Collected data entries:

● ● ● ● ●

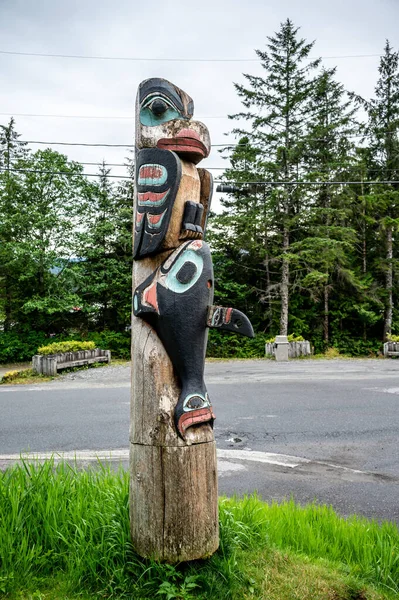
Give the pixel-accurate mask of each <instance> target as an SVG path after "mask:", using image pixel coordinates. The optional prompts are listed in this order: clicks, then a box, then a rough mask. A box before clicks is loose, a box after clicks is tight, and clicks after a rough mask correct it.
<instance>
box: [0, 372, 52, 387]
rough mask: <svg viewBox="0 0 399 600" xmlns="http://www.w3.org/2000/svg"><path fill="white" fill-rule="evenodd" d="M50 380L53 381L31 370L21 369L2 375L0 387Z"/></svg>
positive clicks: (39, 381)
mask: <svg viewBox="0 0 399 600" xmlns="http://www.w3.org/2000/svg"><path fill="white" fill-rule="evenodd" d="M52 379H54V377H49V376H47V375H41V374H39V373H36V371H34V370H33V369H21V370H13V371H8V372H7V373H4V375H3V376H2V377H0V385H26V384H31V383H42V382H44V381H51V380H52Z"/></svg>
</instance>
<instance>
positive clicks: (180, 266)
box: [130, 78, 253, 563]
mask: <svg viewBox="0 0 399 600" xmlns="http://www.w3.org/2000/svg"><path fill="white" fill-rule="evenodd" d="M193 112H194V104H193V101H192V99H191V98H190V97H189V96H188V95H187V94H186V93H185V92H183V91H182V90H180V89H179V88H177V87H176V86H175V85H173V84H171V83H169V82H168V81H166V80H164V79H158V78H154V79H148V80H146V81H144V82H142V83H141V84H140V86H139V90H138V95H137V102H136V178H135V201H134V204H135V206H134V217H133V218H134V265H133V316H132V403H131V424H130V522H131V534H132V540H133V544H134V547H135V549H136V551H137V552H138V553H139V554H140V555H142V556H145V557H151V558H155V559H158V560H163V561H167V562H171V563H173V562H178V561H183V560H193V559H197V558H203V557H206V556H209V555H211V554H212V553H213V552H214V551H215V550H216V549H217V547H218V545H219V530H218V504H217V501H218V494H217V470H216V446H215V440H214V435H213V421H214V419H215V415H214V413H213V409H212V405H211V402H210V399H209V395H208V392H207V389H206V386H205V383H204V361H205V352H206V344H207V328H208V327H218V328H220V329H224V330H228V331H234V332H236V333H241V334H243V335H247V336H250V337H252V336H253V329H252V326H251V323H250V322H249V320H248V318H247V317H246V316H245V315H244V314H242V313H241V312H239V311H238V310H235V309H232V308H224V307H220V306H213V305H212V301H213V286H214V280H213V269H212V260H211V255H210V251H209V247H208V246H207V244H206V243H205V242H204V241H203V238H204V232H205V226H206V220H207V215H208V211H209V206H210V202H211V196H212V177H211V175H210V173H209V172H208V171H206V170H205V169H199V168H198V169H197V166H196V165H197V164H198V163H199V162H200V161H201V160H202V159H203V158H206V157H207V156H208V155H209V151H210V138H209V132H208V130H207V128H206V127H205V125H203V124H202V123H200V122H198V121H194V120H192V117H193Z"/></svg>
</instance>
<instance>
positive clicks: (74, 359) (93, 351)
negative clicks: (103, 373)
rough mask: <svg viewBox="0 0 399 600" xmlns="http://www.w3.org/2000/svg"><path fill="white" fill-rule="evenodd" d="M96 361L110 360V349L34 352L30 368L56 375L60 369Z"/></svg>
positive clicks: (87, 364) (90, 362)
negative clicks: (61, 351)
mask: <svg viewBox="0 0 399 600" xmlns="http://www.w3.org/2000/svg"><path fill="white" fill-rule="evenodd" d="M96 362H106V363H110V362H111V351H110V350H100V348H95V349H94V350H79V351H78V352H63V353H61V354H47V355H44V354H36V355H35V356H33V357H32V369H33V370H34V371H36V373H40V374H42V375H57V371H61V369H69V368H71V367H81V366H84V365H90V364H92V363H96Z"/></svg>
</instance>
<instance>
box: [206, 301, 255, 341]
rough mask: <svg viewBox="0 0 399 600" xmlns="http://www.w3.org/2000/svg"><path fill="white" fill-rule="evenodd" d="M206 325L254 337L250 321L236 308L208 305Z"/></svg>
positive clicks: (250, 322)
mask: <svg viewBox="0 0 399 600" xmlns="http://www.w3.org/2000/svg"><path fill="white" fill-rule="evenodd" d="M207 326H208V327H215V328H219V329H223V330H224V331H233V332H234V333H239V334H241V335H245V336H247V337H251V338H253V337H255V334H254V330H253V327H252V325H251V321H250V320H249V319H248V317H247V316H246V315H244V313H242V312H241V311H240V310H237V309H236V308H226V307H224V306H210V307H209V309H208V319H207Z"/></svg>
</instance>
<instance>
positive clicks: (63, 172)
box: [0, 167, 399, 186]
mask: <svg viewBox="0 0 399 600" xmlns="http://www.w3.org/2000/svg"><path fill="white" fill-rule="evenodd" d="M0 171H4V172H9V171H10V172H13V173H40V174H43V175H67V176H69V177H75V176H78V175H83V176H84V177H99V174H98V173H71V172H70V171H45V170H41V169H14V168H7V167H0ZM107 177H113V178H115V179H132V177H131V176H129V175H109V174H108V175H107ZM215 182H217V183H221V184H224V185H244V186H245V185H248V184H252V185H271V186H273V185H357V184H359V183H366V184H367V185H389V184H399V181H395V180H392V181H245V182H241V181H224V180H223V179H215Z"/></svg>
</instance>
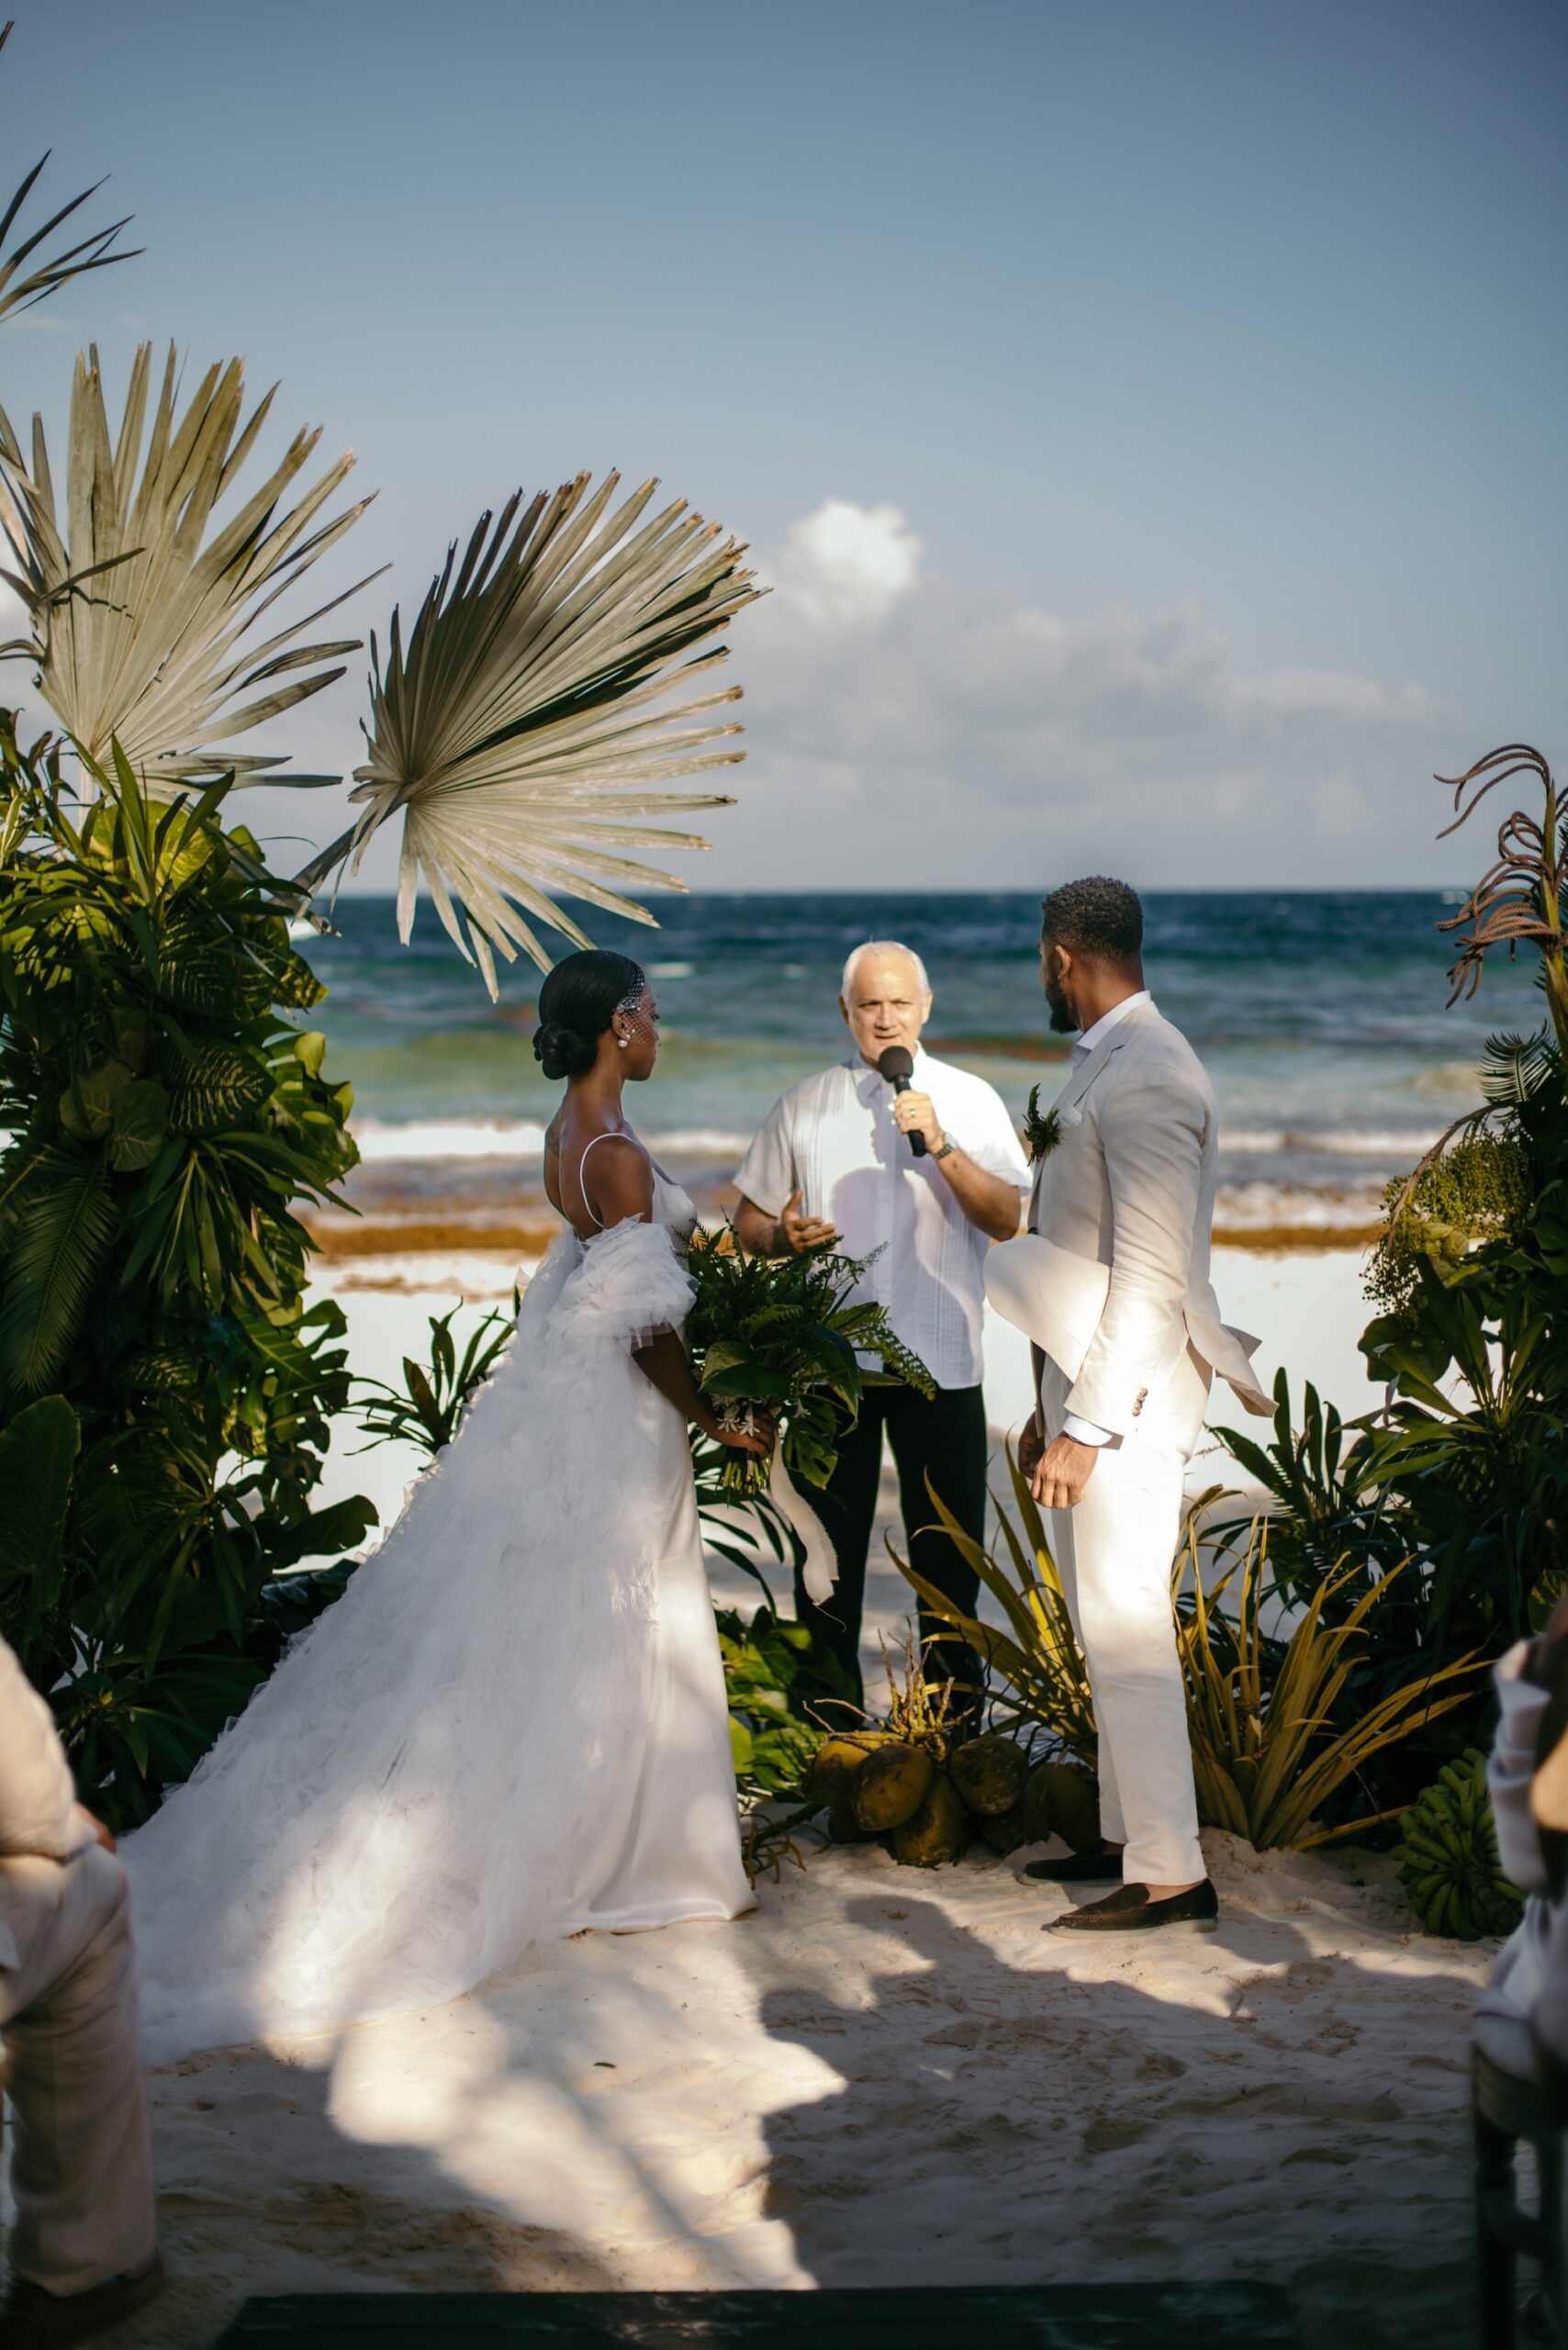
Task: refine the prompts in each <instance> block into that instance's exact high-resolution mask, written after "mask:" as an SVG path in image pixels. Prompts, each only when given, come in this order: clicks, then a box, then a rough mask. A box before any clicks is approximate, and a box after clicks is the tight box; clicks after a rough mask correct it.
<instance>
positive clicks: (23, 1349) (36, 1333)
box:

● ● ● ● ●

THE PROBLEM:
Repeat word for word the rows from the start of the data through the line containing "positive clicks: (39, 381)", including that line. Leave the pictures out of your answer.

EXERCISE SOLUTION:
Give the pixel-accurate mask of each <instance> target as an SVG path after "mask:", using image pixel coordinates. The optional prompts are listed in this order: clicks, then a box, then a rough mask. A box before clicks is loose, a box after clicks is tight, and clicks after a rough mask correct it.
<instance>
box: [0, 372, 52, 387]
rough mask: <svg viewBox="0 0 399 600" xmlns="http://www.w3.org/2000/svg"><path fill="white" fill-rule="evenodd" d="M50 380L53 381L31 370L21 369L2 375L0 387Z"/></svg>
positive clicks: (39, 381)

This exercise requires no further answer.